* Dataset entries
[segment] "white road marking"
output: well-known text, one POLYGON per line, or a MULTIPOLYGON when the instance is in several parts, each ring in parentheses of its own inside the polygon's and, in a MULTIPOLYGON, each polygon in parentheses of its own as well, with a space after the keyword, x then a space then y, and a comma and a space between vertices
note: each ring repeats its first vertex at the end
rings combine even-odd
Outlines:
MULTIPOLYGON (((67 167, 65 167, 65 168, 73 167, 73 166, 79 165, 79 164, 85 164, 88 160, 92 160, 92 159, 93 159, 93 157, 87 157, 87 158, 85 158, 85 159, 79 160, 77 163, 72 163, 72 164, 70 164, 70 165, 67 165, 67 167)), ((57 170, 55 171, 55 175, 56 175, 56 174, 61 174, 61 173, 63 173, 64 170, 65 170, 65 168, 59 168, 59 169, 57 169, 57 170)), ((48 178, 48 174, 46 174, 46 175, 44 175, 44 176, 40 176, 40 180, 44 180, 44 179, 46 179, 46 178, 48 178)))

* Problem to work on
Rewrite the entries above with "white road marking" changed to "lane marking" and nothing else altered.

* Task result
[segment] "lane marking"
output: well-known text, one POLYGON per line, or a MULTIPOLYGON when the instance is in several parts, each ring in parentheses of its own inside the polygon's and, in a MULTIPOLYGON, each polygon in parentheses of its own as well, with a space after the keyword, x then a space then y, and a comma and a space between vertices
note: each ring repeats its first vertex at the end
rings combine even-odd
Outlines:
MULTIPOLYGON (((67 167, 65 167, 65 168, 73 167, 73 166, 79 165, 79 164, 85 164, 88 160, 92 160, 92 159, 93 159, 93 157, 87 157, 87 158, 85 158, 85 159, 79 160, 77 163, 72 163, 72 164, 70 164, 70 165, 67 165, 67 167)), ((57 170, 55 171, 55 175, 56 175, 56 174, 61 174, 61 173, 63 173, 64 170, 65 170, 65 168, 59 168, 59 169, 57 169, 57 170)), ((48 178, 48 174, 46 174, 46 175, 44 175, 44 176, 40 176, 40 180, 44 180, 44 179, 46 179, 46 178, 48 178)))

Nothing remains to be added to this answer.